• TRAVAIL À RÉALISER:
Veuillez répondre aux questions suivantes à partir du texte du document :
(a) Quel engouement témoigne, selon le texte, du besoin de résister et de s’investir ?
(b) Quelle réponse la jeunesse apporte-t-elle aux « déclinistes » et aux identitaires ?
(c) À quoi le titre II du projet de loi est-il consacré ?

• TEXTE DU DOCUMENT:
-----
Depuis les tragiques événements qui nous ont frappés, nombreux sont ceux qui ont ressenti la nécessité de résister et de s’investir, comme en témoigne l’engouement pour la réserve opérationnelle. La solidarité est apparue comme une réponse à la barbarie ; l’engagement, comme un puissant facteur de résilience et de catharsis.

La jeunesse a réagi en manifestant son irrémédiable besoin d’agir et son envie d’engagement. Aux « déclinistes » et aux identitaires, elle apporte une réponse concrète et sans équivoque : l’engagement est une valeur partagée qui fonde notre identité collective. Ce qui crée du commun, c’est précisément cet engagement : peu importent nos différences !

M. Alain Néri. Très bien !

Mme Sylvie Robert. Toutefois, l’engagement ne se décrète pas. Il ne précède aucunement le sentiment d’appartenance à une collectivité ; au contraire, il en est une émanation. Pour cette raison, les inégalités et les fractures qui nuisent à la cohésion d’une société sont autant de causes qui freinent l’engagement.

C’est pourquoi je veux saluer ce projet de loi qui, par son titre Ier, mais aussi son titre II, consacré à la politique de mixité sociale, va pouvoir en témoigner.
-----
• EXTRAIT DE DONNÉES:
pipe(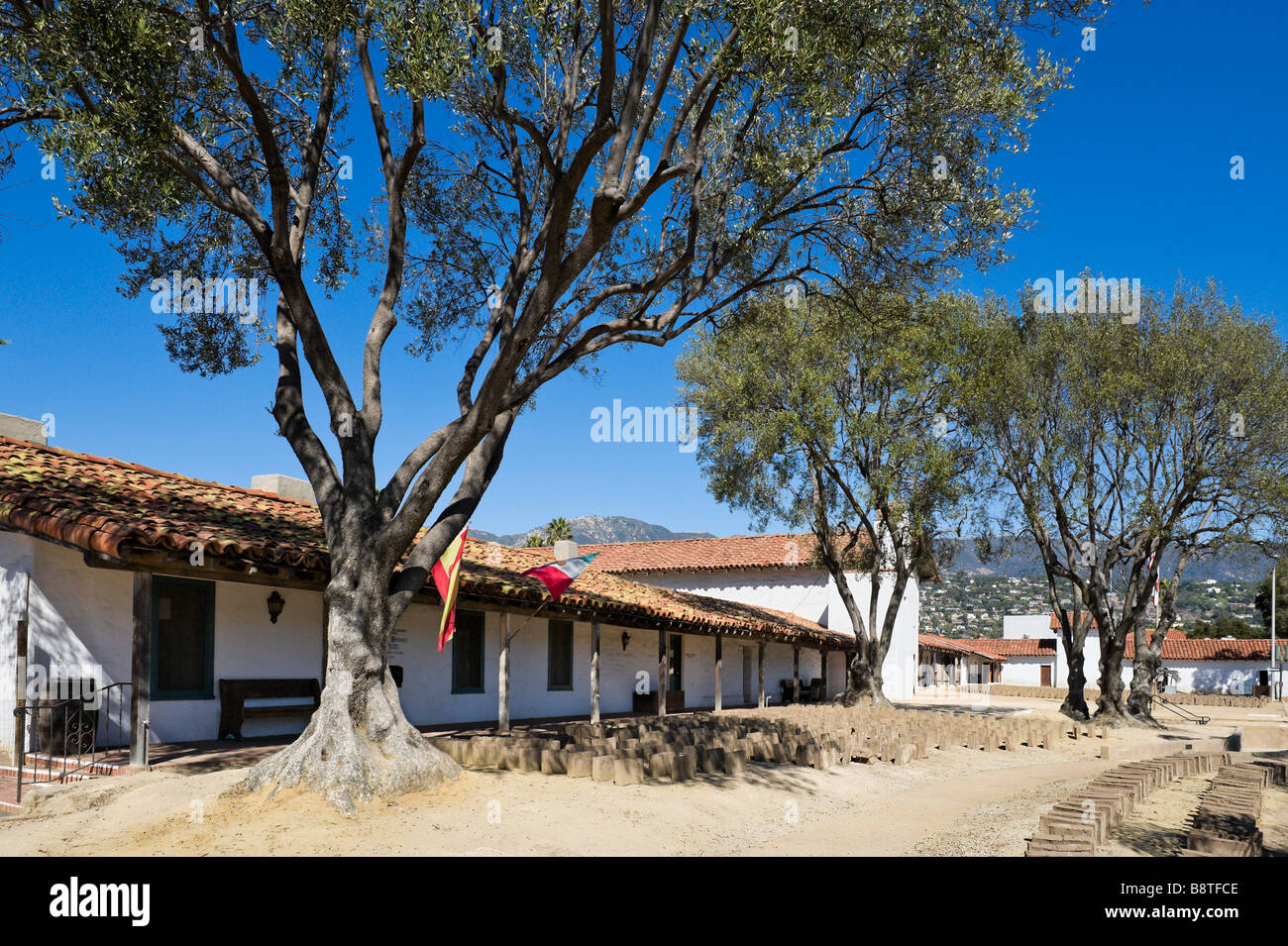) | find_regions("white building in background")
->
-----
• RÉPONSE COMPLÈTE:
(a) L’engouement pour la réserve opérationnelle.
(b) L’engagement est une valeur partagée qui fonde notre identité collective.
(c) À la politique de mixité sociale.